======== Fragmento seleccionado ========

Hacíamos una pequeña degustación de vino Castello Banfi en la enoteca Chez Moi de Pietrasanta. Un vino de aroma intenso, color púrpura profundo, cuerpo robusto y sabor elegante que perdura largo tiempo en el paladar.
Este pequeño placer se vio interrumpido por una niña que montaba bicicleta feliz en la plaza. Lo hacía mientras cantaba alguna obra aprendida en el coro de su escuela. Aquí sorprendí a mi inconsciente bajo los efectos del vino: «Leí en algún estudio que cantar ayuda a mantener el equilibrio, en especial cuando se aprende a montar en bicicleta», dije (o dijo). Traté de fijar el momento en que leí ese estudio y me llegó a la memoria el libro Singing in the brain, del profesor Erik Scherder (por cierto, muy superior a Musicofilia, de Oliver Sacks), pero igual no estaba seguro de que así fuera. Pensé que era otra broma de mi inconsciente, otro recuerdo inventado de esos que le gusta improvisar. Pero como para que no dudara del estudio, la niña dejó de cantar y justo perdió el equilibrio. Se cayó y empezó a llorar.
Ahí recordé otra remota trampa de mi inconsciente. Tenía cerca de 8 años y visitaba la casa de una prima, le habían regalado una bicicleta y le pedí que me la prestara para dar algunas vueltas en el barrio. Me la dieron con toda la confianza de que yo sabía montar bicicleta. No sabía, pero mi inconsciente me traía el recuerdo de que sí sabía.

========

• _Objetivo planteado_
Vuelve a escribir la parte del texto sobre la degustación de vino que abre con las palabras "Hacíamos una pequeña" y cierra con "en el paladar.", cambiando "elegante" por "refinado". Las líneas que vienen a continuación son material aparte, sin relación con el texto sobre la degustación de vino.

======== Datos registrados ========

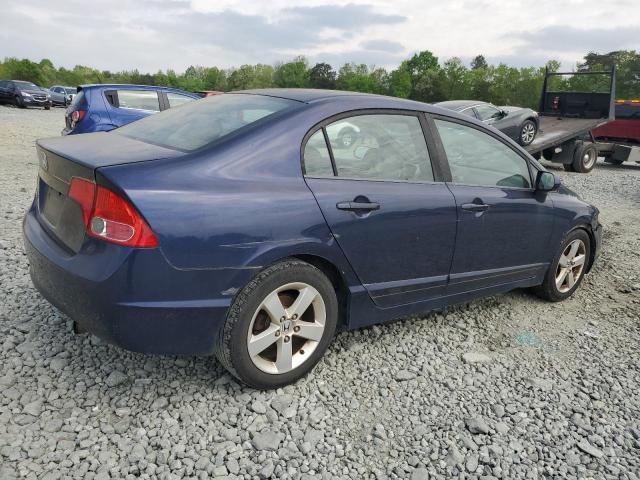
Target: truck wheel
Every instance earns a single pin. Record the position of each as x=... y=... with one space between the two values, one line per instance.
x=585 y=157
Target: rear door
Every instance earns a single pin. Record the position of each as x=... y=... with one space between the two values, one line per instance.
x=372 y=176
x=504 y=225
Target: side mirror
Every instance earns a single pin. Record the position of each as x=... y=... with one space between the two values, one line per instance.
x=547 y=182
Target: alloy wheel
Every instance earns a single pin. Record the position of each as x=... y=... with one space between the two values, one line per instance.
x=589 y=158
x=286 y=328
x=528 y=133
x=571 y=265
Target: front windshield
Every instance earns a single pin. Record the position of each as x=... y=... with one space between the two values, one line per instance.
x=196 y=124
x=27 y=85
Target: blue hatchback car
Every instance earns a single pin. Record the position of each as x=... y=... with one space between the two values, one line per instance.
x=100 y=108
x=252 y=224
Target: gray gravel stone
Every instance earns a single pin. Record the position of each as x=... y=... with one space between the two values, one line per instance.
x=267 y=440
x=476 y=357
x=115 y=378
x=420 y=474
x=476 y=425
x=586 y=447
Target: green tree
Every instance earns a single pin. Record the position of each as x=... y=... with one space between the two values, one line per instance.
x=322 y=75
x=294 y=74
x=479 y=62
x=400 y=81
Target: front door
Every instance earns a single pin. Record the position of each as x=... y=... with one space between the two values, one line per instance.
x=504 y=224
x=376 y=188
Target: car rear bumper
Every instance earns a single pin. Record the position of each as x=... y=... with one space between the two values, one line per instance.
x=130 y=297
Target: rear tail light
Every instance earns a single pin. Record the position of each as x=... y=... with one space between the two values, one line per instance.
x=77 y=116
x=110 y=217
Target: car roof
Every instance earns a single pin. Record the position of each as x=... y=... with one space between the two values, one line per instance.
x=458 y=105
x=311 y=95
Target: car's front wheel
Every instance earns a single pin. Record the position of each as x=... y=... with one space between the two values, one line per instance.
x=568 y=267
x=528 y=131
x=279 y=325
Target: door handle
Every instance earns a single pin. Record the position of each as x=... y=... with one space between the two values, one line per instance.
x=475 y=207
x=358 y=206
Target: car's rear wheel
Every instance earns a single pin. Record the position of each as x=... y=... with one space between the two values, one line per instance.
x=568 y=268
x=279 y=325
x=528 y=131
x=585 y=157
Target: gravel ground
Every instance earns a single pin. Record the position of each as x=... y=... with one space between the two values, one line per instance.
x=507 y=387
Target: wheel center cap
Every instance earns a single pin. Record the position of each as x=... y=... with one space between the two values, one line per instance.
x=286 y=326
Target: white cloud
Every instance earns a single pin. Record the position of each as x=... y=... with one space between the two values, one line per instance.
x=159 y=34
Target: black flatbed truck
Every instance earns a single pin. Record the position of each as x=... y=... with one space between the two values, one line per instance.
x=566 y=120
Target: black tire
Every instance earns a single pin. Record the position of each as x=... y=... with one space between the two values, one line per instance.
x=231 y=347
x=527 y=133
x=346 y=137
x=585 y=157
x=549 y=290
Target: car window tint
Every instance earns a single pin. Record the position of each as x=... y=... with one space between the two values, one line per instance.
x=380 y=147
x=625 y=111
x=139 y=99
x=486 y=112
x=197 y=124
x=317 y=161
x=476 y=158
x=175 y=99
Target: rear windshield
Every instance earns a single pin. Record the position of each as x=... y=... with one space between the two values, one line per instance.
x=196 y=124
x=78 y=99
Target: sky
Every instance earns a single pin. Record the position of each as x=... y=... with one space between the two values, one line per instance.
x=159 y=34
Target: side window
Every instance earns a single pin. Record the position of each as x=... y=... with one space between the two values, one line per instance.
x=476 y=158
x=317 y=162
x=380 y=147
x=487 y=112
x=175 y=99
x=139 y=100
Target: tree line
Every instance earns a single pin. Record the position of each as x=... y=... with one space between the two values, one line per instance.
x=422 y=77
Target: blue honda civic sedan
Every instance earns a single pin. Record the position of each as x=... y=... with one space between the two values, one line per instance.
x=250 y=225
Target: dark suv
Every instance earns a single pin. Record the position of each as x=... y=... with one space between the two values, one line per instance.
x=24 y=94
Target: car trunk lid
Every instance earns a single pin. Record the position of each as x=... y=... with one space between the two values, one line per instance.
x=62 y=159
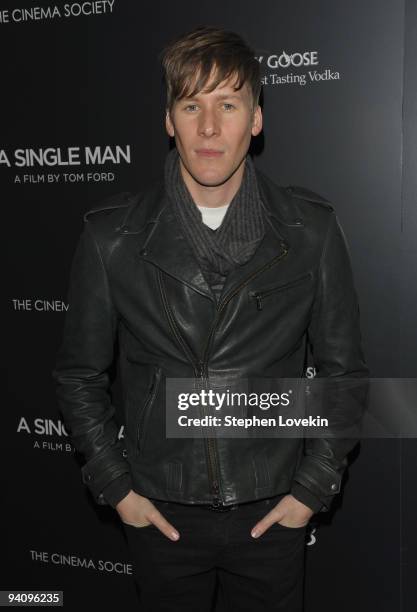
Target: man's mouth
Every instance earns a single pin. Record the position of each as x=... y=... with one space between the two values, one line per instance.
x=209 y=152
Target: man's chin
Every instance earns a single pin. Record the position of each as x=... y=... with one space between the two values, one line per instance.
x=211 y=179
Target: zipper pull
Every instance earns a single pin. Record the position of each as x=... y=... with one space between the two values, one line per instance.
x=258 y=301
x=201 y=368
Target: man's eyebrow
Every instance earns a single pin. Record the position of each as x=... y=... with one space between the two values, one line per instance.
x=218 y=97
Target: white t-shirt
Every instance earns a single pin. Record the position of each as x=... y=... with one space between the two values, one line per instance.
x=213 y=216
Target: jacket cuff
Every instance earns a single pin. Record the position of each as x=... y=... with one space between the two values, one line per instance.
x=114 y=492
x=306 y=497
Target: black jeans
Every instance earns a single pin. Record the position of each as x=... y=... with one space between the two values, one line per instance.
x=254 y=574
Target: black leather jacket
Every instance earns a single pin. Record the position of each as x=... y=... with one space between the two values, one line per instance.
x=134 y=278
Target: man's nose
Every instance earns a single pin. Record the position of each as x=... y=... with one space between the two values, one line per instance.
x=208 y=123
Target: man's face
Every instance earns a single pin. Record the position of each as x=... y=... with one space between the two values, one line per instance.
x=213 y=131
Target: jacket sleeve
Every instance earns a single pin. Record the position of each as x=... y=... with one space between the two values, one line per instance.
x=81 y=368
x=341 y=384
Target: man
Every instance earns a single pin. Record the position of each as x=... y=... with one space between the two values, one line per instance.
x=213 y=273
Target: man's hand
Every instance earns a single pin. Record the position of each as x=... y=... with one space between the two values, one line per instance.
x=139 y=511
x=289 y=512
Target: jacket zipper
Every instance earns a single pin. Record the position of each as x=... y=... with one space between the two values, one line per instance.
x=200 y=366
x=260 y=295
x=149 y=401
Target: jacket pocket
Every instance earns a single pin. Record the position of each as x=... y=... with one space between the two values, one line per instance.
x=144 y=412
x=260 y=295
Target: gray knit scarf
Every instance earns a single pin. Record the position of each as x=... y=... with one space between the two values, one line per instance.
x=234 y=242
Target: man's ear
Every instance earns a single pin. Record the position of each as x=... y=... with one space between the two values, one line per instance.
x=257 y=121
x=169 y=125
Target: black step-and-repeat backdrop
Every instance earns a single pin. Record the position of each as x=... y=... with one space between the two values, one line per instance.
x=82 y=118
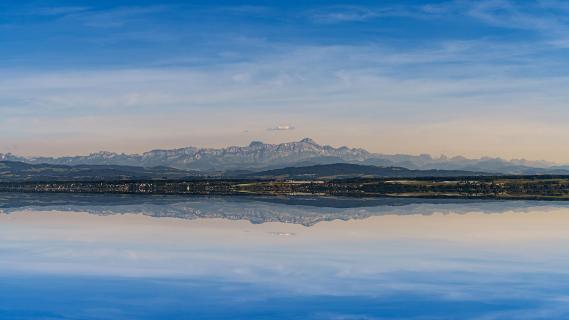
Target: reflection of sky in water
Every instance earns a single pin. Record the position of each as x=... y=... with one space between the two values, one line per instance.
x=59 y=263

========

• _Resultado_
Hacíamos una pequeña degustación de vino Castello Banfi en la enoteca Chez Moi de Pietrasanta. Un vino de aroma intenso, color púrpura profundo, cuerpo robusto y sabor refinado que perdura largo tiempo en el paladar.